TEXT SECTION =
————
To put this to the test, they had to develop a method in starlings to measure reward associated with singing. Riters’ team used a method called CPP, a conditioned place preference test, where they trained the birds to associate a certain cage with singing. Later, when given a choice between two cages, birds showed a preference for the cage that they learned to associate with their own singing behavior. This shows that birds think of singing in flocks as a positive experience, Riters says.

“How do you ask a bird if it’s feeling good?” Riters says. “This method is really important to studies that we’ve been running. It comes from studies in psychology, and is commonly used to study reward associated with drug use. We adapted it to ask questions about reward associated with singing behavior.”

Once they could recognize what the birds looked like in the reward state, they administered tiny doses of fentanyl, a type of opioid that also binds to the Mu receptor, and found the drug made the birds “sing like crazy.” Then they downregulated the opioid receptors and found that starlings no longer showed a CPP for song. This shows, Riters says, that endogenous opioids regulate intrinsically-rewarding bird song.

Riters’ team ran tests over 2 years. They set up the experiment in an outdoor aviary where they’d observe the birds. Sometimes, Riters says, it proved challenging, since so many other factors contributed to the birds singing or not. Riters says her team had to make the environment as welcoming and relaxing as possible for the birds. For example, if a hawk landed near the aviary, the songbirds wouldn’t sing because they’d get stressed out.

The results stood out amongst other research, because most studies of starling song involve the mating season and sexual selection, while the new study focused on song outside the breeding season in large flocks, and its connection with endogenous opioids.

“In terms of communication, not that many people are looking at the rewarding aspects, but definitely people are looking at dopamine, and how that regulates the motivation to communicate,” Riters says. “Dopamine is something that, in humans, motivates your behavior and directs it towards reward.”

She says her results might suggest that, in starlings, endogenous opioid-prompted song is evolutionarily advantageous, because singing in flocks allows them an opportunity to practice their song to prepare for the mating season. It might not be the most beautiful to listen to – Riters likened their chaotic song to freeform jazz – but that’s okay. To them, it’s just a warm-up for when they start looking for a mate.

“When the birds are singing they’re also practicing motor patterns that they will later use in more serious adult contexts,” Riters says. “They’re also learning how to produce a vocalization that gets a social response, and they also learn how to attract a female, for example.”

Riters thinks the release of opioids might also encourage sociable behavior for these songbirds. Humans have endogenous opioids that do just that, and Riters’ research may also have implications for human sociality and even mental health. When humans interact in a social context, like hanging out with friends, their brains also release endogenous opioids, just like the songbirds.

Riters believes birds and mammals share the common ancestor in which these social rewards evolved, so there’s a chance parts of their work can be generalized to humans.

In this case, the importance of sociality to both humans and songbirds cannot be understated. When humans don’t receive enough social interaction, they might become depressed or experience other negative mental health conditions because their brains aren’t producing those endogenous chemicals anymore. For example, people with social anxiety might not want to hang out in social groups, because they might have negative interactions. By studying birds, Riters says, maybe they can find ways to promote positive social interactions.

“We think that studying this kind of gregarious positive social play in songbirds is providing a unique way to come up with new ideas for treatments that might promote positive interactions in humans,” Riters says. “During this pandemic and social distancing, we are missing our flockmates, right? And without contact with our flockmates, without socializing in our groups, I think we’re really deprived of opioid release.”
————
WHAT IS EXPECTED =
For each statement about the starling song text, answer yes or no and quote the words from that text that decide it: (a) Riters' team ran its tests over two years. (b) The experiment took place in an indoor lab. (c) Most studies of starling song look at the mating season. The items that come next have nothing to do with the text above.

Image-grounded pointing data:
————
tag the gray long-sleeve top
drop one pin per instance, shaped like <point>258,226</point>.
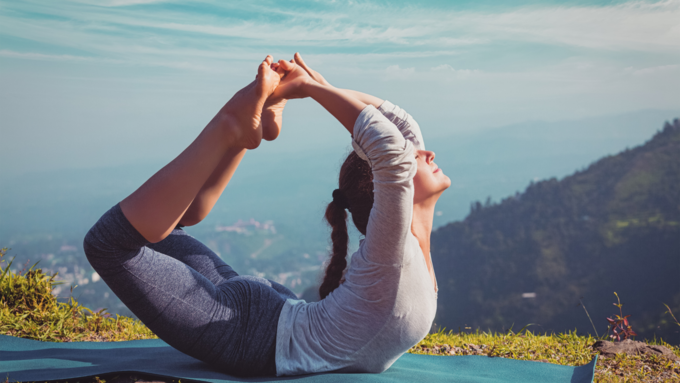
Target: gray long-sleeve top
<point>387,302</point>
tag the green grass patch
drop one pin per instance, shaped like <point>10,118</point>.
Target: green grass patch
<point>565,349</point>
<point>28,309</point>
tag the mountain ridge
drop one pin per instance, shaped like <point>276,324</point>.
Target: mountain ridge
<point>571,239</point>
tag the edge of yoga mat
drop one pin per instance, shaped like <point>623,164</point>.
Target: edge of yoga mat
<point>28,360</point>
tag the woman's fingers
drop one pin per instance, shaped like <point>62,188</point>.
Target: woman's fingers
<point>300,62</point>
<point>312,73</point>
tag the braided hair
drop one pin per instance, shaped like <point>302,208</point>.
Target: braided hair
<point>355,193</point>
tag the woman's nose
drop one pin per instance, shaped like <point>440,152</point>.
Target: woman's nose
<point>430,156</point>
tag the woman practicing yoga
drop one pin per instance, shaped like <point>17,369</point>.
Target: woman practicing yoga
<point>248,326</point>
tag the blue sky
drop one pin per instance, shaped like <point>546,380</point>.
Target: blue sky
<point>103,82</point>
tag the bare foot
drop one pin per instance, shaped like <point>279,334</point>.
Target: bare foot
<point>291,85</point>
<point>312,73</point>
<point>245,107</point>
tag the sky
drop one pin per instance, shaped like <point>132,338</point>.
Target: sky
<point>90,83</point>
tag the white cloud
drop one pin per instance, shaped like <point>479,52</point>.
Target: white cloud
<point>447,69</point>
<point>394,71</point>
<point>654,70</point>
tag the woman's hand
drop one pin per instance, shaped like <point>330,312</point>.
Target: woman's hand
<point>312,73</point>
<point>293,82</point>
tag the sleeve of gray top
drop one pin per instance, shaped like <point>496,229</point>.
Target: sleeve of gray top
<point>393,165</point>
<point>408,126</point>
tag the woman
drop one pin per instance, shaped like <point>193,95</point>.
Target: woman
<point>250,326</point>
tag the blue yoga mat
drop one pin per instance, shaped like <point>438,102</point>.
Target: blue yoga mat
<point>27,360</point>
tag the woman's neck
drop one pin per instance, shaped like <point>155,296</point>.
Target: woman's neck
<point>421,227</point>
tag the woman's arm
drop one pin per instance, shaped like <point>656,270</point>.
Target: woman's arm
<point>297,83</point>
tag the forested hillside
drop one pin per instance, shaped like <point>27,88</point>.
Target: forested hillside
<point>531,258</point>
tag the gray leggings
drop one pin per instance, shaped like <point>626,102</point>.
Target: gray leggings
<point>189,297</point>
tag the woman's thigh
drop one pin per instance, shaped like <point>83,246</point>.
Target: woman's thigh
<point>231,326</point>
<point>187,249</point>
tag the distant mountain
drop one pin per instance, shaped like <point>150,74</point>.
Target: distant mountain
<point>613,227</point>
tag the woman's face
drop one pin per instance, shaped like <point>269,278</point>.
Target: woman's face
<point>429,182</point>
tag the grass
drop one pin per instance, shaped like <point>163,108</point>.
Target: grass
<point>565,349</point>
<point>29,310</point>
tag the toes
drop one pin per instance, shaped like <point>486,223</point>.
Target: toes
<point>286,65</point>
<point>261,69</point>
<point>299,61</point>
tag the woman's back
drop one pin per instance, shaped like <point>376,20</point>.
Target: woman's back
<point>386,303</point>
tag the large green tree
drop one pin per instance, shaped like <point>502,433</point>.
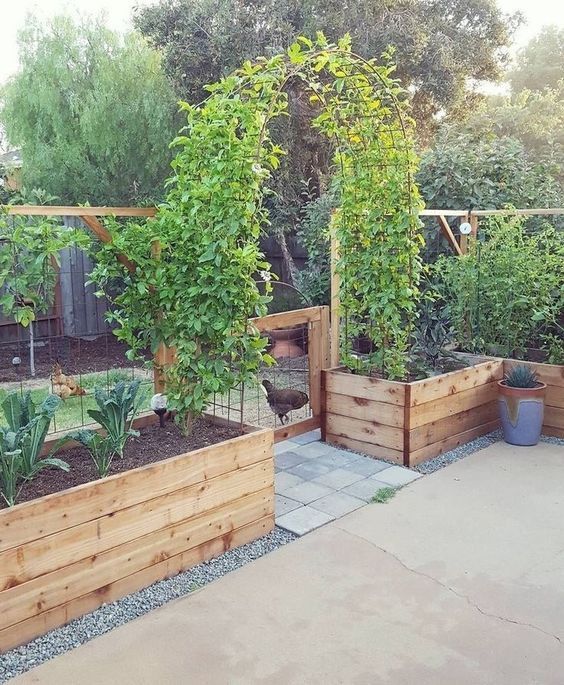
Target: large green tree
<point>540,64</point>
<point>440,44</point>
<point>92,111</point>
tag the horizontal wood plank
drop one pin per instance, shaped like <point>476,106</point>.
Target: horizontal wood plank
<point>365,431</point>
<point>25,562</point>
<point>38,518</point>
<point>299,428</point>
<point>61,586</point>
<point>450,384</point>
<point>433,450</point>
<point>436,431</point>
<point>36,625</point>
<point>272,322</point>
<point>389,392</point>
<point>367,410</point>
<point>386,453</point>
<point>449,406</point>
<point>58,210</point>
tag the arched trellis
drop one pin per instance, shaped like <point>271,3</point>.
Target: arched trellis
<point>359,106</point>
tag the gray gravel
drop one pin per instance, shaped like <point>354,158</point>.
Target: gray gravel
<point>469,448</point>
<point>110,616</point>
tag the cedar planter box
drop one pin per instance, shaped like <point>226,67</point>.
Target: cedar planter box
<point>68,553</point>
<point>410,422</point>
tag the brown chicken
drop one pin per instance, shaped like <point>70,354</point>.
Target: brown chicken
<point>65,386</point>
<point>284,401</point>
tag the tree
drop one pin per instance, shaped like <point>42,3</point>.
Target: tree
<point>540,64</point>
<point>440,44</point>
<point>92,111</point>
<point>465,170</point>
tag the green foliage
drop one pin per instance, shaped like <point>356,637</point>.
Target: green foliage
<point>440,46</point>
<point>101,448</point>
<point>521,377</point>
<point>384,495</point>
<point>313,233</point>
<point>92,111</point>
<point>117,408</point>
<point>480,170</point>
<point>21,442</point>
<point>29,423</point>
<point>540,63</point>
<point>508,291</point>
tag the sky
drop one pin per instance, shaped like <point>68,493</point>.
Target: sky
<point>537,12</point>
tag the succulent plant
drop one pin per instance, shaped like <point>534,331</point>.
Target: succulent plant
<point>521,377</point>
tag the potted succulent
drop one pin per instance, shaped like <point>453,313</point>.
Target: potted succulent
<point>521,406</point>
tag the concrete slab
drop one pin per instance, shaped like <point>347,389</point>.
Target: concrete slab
————
ANSWER BELOW =
(a) Yes: "Riters’ team ran tests over 2 years."
(b) No: "They set up the experiment in an outdoor aviary where they’d observe the birds."
(c) Yes: "most studies of starling song involve the mating season and sexual selection"